--- START ---

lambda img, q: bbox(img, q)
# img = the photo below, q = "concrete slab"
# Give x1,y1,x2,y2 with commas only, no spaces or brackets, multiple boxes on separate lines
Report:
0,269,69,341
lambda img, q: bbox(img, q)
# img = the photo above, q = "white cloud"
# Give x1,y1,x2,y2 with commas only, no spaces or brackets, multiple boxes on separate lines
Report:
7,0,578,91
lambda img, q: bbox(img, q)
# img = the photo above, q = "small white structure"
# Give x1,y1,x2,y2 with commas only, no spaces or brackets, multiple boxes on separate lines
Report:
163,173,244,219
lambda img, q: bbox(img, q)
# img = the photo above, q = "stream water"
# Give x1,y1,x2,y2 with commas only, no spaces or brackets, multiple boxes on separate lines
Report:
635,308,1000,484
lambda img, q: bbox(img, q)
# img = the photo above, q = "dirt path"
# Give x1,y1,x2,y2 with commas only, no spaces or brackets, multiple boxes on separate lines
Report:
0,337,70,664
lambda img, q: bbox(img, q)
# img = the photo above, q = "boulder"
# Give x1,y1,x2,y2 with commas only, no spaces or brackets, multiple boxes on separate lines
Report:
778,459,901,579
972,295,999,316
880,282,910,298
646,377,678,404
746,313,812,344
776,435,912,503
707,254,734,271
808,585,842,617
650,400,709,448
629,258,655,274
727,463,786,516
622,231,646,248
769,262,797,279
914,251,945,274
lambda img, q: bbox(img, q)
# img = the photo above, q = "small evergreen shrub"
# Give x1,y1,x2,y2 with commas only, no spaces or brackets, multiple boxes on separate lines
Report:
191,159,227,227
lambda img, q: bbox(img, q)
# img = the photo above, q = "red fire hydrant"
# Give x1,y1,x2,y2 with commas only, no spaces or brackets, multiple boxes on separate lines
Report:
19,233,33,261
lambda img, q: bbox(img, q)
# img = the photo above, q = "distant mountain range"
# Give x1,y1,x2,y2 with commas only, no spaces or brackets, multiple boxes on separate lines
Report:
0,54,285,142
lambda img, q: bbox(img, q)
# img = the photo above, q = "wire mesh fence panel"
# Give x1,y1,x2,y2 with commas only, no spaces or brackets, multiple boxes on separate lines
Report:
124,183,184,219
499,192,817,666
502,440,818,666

--- END ---

Task goal: Copy down every line of the material above that includes the string "small".

Result of the task:
# img = the photo above, q = "small white structure"
# img = the photo above, q = "small evergreen shrub"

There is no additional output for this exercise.